TEXTO EXTRAÍDO:
__________
Quem já teve a oportunidade de participar de ao menos uma edição do Salão do Móvel sabe que ele oferece bem mais do que a oportunidade de ter acesso aos principais lançamentos internacionais de móveis e objetos. Os pavilhões de Rho-Pero, onde ocorre a mostra oficial, ainda merecem uma visita prolongada. Mas é impensável não percorrer o centro da cidade – e mesmo os seus arredores – durante os dias de festival. Por toda a cidade, lançamentos e conferências, exposições e festas se transformam em programas obrigatórios para quem pretende conferir os rumos da criação contemporânea.

Dentro do circuito Fuorisalone – expressão que designa os eventos que ocorrem fora da mostra oficial milanesa, nas mais diversas locações -, em se tratando de criatividade, em dias de Salão do Móvel, é possível encontrar um pouco de tudo. De estudantes exibindo seus trabalhos de graduação a cenários hi-tech, altamente elaborados e patrocinados por grandes corporações internacionais, sejam elas fabricantes de móveis, carros ou roupas. O cardápio de opções é extenso, mas, este ano, o tema da sustentabilidade, em todas as suas manifestações, ocupou o centro dos debates.

Por exemplo, na mais nova dessas áreas expositivas, a Alcova, que após uma bem-sucedida edição inaugural, em setembro último, retorna ao Centro Ospedaliero Militare di Baggio – um hospital desativado, implantado em meio a uma extensa área verde, onde os curadores do projeto, Valentina Ciuffi e Joseph Grima, levaram a cabo uma radical experiência de fusão entre design e natureza, como parte de suas pesquisas por lugares esquecidos e de significado histórico, dentro e ao redor de Milão.

Este ano, o projeto apresentou ao público um recorte abrangente do design independente europeu, mesclando trabalhos de nomes consagrados com uma seleção de talentos emergentes, que operam nas mais variadas áreas. Da tecnologia, passando pelos materiais, pela produção sustentável e prática social, entre outras. Explorando o frescor e a exuberância da vegetação local, a dupla expandiu as experiências gastronômicas e de convivência do programa, transformando a atração empermanente festa ao ar livre.
__________
(Dados de localização com um ponto por instância)
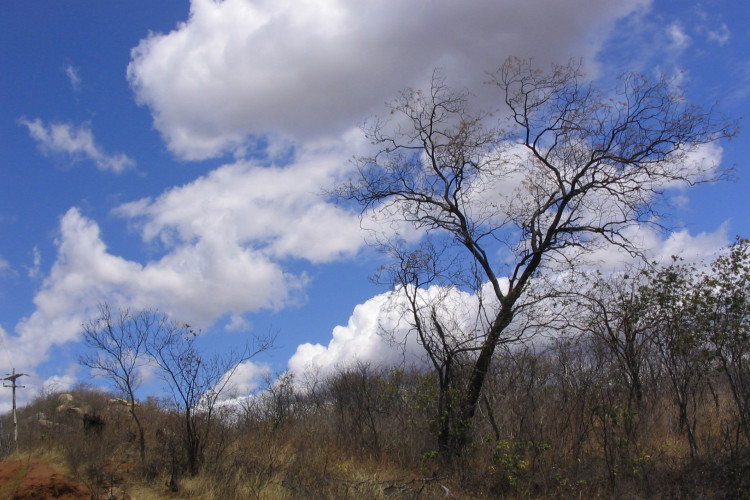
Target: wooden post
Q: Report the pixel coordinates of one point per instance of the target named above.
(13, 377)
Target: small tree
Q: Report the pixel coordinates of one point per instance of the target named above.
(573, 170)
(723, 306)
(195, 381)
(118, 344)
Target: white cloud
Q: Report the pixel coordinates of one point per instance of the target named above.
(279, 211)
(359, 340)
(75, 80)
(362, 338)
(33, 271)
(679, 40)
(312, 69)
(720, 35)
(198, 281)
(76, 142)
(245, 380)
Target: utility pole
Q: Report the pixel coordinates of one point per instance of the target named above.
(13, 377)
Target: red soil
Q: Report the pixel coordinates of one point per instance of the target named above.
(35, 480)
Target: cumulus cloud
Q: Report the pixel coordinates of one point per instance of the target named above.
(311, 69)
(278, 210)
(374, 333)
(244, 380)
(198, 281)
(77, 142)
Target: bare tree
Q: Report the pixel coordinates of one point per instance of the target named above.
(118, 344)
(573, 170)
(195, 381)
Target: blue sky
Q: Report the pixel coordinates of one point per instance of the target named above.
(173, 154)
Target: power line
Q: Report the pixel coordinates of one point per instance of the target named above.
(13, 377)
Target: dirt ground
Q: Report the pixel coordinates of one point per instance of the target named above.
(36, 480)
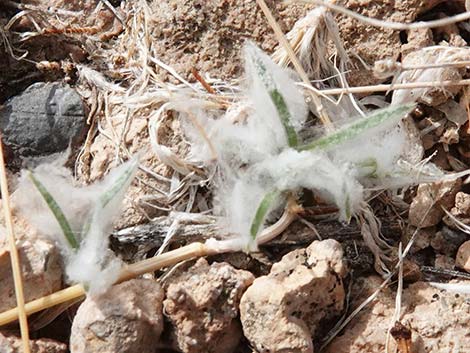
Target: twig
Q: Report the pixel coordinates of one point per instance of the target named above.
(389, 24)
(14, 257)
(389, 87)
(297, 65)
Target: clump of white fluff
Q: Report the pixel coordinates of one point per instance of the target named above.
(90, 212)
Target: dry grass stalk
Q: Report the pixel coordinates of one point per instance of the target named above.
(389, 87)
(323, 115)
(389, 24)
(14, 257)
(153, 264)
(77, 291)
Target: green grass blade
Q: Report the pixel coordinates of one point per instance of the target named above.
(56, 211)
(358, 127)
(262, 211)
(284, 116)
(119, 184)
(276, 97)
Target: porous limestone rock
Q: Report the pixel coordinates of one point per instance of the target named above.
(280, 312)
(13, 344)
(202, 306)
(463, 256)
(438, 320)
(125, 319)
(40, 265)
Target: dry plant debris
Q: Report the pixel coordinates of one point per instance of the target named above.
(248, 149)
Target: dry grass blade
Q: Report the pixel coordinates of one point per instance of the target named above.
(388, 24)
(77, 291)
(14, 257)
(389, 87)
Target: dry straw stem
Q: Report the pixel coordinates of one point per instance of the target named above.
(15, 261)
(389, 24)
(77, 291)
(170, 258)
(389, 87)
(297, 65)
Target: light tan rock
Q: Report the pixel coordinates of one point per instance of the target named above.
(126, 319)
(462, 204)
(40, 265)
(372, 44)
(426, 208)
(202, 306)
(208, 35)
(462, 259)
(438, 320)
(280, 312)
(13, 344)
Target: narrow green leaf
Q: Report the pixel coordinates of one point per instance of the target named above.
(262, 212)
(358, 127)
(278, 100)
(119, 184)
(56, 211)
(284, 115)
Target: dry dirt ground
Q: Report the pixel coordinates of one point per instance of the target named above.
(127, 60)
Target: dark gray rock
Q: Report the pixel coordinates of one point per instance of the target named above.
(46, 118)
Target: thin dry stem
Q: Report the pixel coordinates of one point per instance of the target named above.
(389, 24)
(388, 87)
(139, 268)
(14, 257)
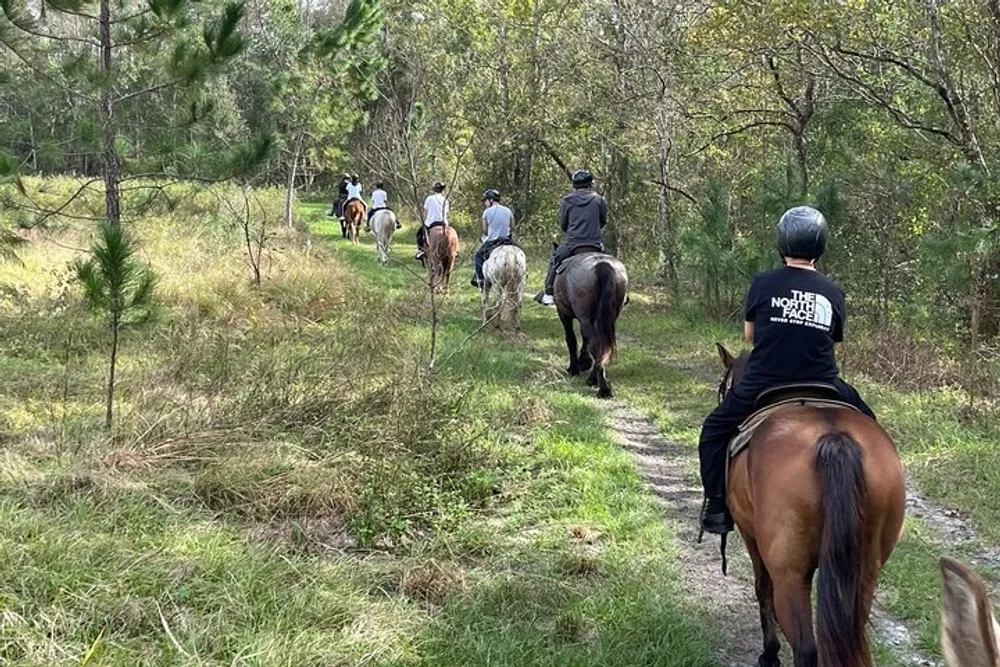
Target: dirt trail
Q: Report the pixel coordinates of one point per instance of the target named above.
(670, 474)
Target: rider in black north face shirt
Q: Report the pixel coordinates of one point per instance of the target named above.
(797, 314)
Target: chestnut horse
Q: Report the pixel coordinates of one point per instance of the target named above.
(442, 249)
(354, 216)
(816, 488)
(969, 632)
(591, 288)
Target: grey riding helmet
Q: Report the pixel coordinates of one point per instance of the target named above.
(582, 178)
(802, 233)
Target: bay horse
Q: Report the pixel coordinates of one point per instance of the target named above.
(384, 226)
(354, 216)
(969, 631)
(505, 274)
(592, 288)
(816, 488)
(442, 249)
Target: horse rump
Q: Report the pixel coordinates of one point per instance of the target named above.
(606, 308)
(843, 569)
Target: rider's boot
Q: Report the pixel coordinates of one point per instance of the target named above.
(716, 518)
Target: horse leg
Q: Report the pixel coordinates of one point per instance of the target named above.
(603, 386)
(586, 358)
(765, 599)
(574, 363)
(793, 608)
__________
APLICAÇÃO DA LEITURA:
1. Resuma em duas frases o texto sobre o Salão do Móvel.
2. Dê continuidade ao texto sobre o Salão do Móvel a partir do ponto em que ele termina.

RESPOSTAS EM ORDEM:
1. Durante o Salão do Móvel, além da mostra oficial nos pavilhões de Rho-Pero, a cidade inteira recebe lançamentos, conferências, exposições e festas do circuito Fuorisalone, e este ano a sustentabilidade ocupou o centro dos debates. Um exemplo é a Alcova, que retornou ao Centro Ospedaliero Militare di Baggio sob curadoria de Valentina Ciuffi e Joseph Grima, apresentou um recorte abrangente do design independente europeu e transformou a atração em uma festa ao ar livre.

2.
<b>EIXO CENTRAL</b>

Reconecte-se. Com você mesmo. Com as pessoas ao seu redor, com seus objetos, móveis e, sobretudo, com o seu planeta. E, sempre, da forma mais sustentável possível. Não soa exagerado dizer que o desejo de reconexão, após os últimos anos, parece funcionar como eixo central em torno do qual gravitou a maioria dos lançamentos apresentados durante a Semana de Design. Em muitas das coleções é possível detectar a clara preocupação dos designers em enfatizar a conexão do design com a qualidade de vida. E, consequentemente, entre o uso consciente das matérias-primas e a preservação dos recursos naturais.

Espelho das transformações em curso e de uma abordagem mais responsável do design, móveis parecem hoje ser pensados não apenas para responder a funções específicas, mas considerando, sobretudo, sua interação com as pessoas. Em meio a formas descontraídas, estofados mais flexíveis e cores vibrantes, o império dos tons neutros parece, ao menos por ora, superado. Mais do que oportunamente, o objeto sai do propósito teórico que lhe foi atribuído para, apenas e simplesmente, enriquecer a vida cotidiana.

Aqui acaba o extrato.